> [What you are asked to do] When you reach the entries below, transcribe each line word for word.

Stored items
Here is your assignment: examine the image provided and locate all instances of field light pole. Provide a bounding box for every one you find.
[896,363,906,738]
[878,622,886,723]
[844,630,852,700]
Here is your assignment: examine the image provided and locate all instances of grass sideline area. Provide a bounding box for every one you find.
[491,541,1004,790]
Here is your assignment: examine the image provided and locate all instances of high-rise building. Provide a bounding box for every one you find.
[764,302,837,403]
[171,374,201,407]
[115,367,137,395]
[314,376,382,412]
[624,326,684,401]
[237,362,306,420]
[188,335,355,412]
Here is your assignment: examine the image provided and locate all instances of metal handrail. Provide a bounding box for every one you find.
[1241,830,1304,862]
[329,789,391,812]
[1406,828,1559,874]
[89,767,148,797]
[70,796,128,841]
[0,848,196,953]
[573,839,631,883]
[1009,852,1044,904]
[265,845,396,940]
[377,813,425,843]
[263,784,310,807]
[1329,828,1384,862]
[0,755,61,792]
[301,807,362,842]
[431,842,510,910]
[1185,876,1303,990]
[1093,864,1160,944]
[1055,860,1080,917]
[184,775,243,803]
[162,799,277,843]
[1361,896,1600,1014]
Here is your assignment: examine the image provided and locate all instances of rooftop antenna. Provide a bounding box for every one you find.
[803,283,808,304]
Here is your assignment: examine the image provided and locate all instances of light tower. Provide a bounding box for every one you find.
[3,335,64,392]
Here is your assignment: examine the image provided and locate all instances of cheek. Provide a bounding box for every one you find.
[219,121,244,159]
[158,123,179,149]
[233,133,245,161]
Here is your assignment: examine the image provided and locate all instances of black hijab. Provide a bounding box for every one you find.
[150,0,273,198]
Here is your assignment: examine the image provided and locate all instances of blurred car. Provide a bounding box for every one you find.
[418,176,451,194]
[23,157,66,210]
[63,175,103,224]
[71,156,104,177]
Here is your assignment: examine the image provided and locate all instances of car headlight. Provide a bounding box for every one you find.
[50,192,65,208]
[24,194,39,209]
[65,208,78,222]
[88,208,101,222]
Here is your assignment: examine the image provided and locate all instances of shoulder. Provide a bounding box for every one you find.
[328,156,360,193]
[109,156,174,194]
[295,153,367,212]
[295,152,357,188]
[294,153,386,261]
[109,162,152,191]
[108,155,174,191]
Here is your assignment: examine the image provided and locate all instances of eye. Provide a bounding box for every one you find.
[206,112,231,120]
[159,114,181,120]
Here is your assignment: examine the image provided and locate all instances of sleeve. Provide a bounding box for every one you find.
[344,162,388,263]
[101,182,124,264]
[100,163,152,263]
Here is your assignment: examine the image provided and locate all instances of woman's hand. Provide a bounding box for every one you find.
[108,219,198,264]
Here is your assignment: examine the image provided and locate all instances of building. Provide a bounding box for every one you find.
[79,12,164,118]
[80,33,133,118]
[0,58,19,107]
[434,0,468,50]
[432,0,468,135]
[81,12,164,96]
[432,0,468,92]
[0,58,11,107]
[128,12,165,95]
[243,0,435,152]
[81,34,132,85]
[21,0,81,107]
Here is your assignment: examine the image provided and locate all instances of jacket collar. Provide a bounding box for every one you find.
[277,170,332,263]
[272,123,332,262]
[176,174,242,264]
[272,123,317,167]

> [Reply to the task]
Here is your assignment: examine the image provided and locate all instances of field light pole. Provide a bounding box for every one you find.
[896,363,906,738]
[878,622,886,723]
[844,630,852,700]
Here is your assignment: examine the image provided and locate all instances of grass sideline area. Provide a bounding box for every one you find.
[491,541,1004,790]
Here is your assignment: examine the image provided and locate all instances of high-rise building. Provide a bounding box for every one you find.
[764,302,837,403]
[171,374,201,407]
[115,367,137,395]
[314,376,382,412]
[624,326,684,401]
[237,362,306,420]
[188,335,355,412]
Here is your assignment: examine the image provided and locate all instances of metal handrail. Provide a bounding box for every one you find.
[1241,830,1304,862]
[329,789,391,812]
[1406,828,1559,874]
[89,767,148,797]
[70,796,128,841]
[0,848,196,953]
[573,839,631,883]
[1009,852,1044,904]
[265,845,396,940]
[377,813,425,843]
[263,784,310,807]
[1329,828,1384,862]
[0,755,61,792]
[301,807,362,842]
[431,842,510,910]
[1185,876,1303,990]
[1093,864,1160,944]
[1055,860,1080,917]
[184,775,243,803]
[162,799,277,843]
[1361,896,1600,1014]
Here is your assignment: examine the image provided and locate all instances of rooftop antenna. Provide a bounding box for every one you find.
[803,283,808,304]
Here is your assignment: examine the image provided and locate all instances of light tower. Provide a bounding box for every one you find.
[3,335,64,392]
Here is your assignment: examine the image provided and locate all instances of cheek. Provide a bounding box for every one you find.
[219,121,244,159]
[158,123,179,149]
[233,133,245,161]
Here is your assignment: examine the image provided and locate all instances of black hijab. Provide a bounding box for every one you find.
[150,0,273,198]
Here is your assignment: examine the image provided and locate all instances of blurred car. Provide a bounding box for every one you find.
[418,176,451,194]
[23,157,66,210]
[63,175,103,224]
[71,156,104,177]
Here is your assignment: examine the image provided and locate all instances of car headlight. Provide a bounding box for every one you find.
[50,192,65,208]
[24,194,39,209]
[65,208,78,222]
[88,208,101,222]
Here is your assignment: examine the image provided and locate all instances of shoulder. Provide a bounding box for every one you find.
[328,156,360,193]
[109,156,174,194]
[295,153,367,212]
[295,152,357,188]
[294,153,386,261]
[109,162,152,191]
[108,155,174,191]
Here is your assignment: examine the image provided and locate all instances of eye. Provide a bounding box for every one you find.
[206,112,231,120]
[159,114,181,120]
Here is your assignment: examine the image provided and locate all instances of sleeve. Provide a bounding box for every one you find.
[344,162,388,263]
[101,182,124,264]
[100,163,152,263]
Here is your assignment: examine the image provided and locate all instances of woman's hand. Provide a bounding box for every one you find.
[108,219,198,264]
Here is your assignment: examine the image provided and locate all instances of building. Provide a bounding box for every one you find.
[79,12,164,118]
[80,33,133,118]
[0,58,19,107]
[434,0,468,50]
[432,0,468,135]
[81,12,164,96]
[432,0,468,92]
[0,58,11,107]
[128,12,165,95]
[243,0,435,152]
[81,34,132,85]
[21,0,81,107]
Here is your assignment: examine the image provided and locate all instances of jacket collar. Provide a bounding box for every one you find.
[277,170,332,263]
[272,123,332,262]
[176,174,242,264]
[272,123,317,167]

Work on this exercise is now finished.